• WHAT THE TASK REQUIRES:
Whenever a line below mentions the word "neck", that line should be copied.

RECORDS TO USE section start

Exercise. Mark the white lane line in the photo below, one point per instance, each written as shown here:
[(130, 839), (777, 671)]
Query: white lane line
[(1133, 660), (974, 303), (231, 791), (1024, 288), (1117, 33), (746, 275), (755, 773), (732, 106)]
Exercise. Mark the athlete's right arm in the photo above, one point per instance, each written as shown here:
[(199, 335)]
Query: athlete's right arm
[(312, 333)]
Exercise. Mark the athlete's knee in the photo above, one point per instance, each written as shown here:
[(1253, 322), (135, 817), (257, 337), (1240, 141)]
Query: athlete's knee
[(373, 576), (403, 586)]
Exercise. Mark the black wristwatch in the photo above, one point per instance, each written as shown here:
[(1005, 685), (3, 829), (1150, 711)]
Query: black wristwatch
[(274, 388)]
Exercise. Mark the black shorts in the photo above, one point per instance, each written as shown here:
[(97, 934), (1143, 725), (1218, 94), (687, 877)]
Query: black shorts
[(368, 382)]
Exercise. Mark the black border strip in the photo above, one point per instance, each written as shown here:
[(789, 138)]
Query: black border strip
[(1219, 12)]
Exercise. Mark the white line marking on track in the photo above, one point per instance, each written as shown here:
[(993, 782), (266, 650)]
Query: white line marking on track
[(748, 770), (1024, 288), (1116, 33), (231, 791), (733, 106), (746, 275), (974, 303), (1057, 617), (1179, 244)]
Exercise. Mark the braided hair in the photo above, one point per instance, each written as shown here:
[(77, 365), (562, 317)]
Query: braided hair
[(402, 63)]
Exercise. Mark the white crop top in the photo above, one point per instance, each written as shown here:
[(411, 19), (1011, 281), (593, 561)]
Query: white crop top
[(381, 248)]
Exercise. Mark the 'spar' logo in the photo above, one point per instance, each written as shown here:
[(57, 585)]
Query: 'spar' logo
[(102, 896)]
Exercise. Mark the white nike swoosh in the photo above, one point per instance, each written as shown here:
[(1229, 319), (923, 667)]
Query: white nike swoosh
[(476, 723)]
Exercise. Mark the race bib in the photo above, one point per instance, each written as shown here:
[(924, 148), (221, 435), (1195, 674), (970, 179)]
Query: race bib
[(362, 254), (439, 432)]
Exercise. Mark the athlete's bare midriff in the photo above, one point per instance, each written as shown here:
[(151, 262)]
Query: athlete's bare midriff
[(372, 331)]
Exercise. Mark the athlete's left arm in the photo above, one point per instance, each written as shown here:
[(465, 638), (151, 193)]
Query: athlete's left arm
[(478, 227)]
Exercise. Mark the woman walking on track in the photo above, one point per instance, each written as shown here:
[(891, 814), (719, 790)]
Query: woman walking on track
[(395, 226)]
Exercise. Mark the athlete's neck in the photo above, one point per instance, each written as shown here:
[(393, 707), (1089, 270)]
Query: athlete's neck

RECORDS TO USE section end

• WRITTEN ANSWER:
Exercise. Mark the athlete's neck in the photo above, one point per instance, each written as shown here:
Query: athlete's neck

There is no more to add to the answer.